• [Data to use]:
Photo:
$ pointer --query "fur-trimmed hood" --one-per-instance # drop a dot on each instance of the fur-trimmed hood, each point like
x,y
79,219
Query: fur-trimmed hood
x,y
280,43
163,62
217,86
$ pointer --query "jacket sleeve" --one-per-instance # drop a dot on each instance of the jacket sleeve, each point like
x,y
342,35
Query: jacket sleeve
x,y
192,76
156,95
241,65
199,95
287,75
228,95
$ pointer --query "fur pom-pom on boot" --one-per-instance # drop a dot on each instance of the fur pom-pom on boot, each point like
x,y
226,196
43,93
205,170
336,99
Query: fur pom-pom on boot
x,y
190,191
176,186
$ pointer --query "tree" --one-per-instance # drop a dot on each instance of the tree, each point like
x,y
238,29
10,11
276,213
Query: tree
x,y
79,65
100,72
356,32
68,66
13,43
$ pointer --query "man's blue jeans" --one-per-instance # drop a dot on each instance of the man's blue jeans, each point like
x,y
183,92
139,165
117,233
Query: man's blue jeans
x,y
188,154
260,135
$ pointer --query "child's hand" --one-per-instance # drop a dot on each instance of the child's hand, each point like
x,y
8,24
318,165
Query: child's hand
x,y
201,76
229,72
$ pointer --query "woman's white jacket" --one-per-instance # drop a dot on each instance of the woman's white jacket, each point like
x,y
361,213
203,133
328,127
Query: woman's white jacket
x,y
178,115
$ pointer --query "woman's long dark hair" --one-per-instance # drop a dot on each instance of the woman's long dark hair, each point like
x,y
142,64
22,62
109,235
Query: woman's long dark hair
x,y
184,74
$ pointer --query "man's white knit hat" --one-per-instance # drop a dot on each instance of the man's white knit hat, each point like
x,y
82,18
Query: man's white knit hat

• [Requirement]: The answer must consist of all the entries, copied exactly.

• [Answer box]:
Photo:
$ pointer --query "fur-trimmed hood" --one-per-instance # drop a dot on each instance of the fur-trimmed hood, each point like
x,y
79,219
Query: fur-trimmed hood
x,y
280,43
163,62
217,86
$ pointer --query "jacket sleeve" --one-per-instance # drop a dot on each instance of the jacket sleeve, each point like
x,y
342,35
Query: jacket sleeve
x,y
192,76
156,95
241,65
199,95
287,75
228,95
$ pointer --query "fur pom-pom on boot" --one-per-instance # drop a dot on each instance of the fur pom-pom on boot, each point like
x,y
226,196
43,93
205,170
336,99
Query: fur pom-pom on boot
x,y
190,191
176,186
$ pointer --query "tree" --one-per-instance # drop a dot on each instance of the tree, each point like
x,y
238,29
10,11
276,213
Query: tree
x,y
79,65
100,72
356,32
68,66
13,43
$ pointer --query "man's blue jeans" --one-per-instance # drop a dot on each instance of the man's blue jeans, each point like
x,y
183,92
139,165
117,233
Query: man's blue jeans
x,y
188,154
260,135
$ pointer --query "child's hand" --one-per-instance # drop a dot on each instance of the child's hand, each point like
x,y
8,24
318,165
Query: child's hand
x,y
201,76
229,72
$ pointer --query "woman's white jacket" --one-per-instance # drop a dot on each instance of the woman's white jacket, each point like
x,y
361,213
203,133
328,127
Query: woman's white jacket
x,y
178,115
$ pointer --query "woman's long dark hair" --one-per-instance # drop a dot on each instance of the woman's long dark hair, each point like
x,y
142,64
22,62
109,235
Query: woman's long dark hair
x,y
184,74
$ pointer --query "man's white knit hat" --one-per-instance # drop a dot on each instance of the man's white knit hat, each point like
x,y
82,18
Query: man's white knit hat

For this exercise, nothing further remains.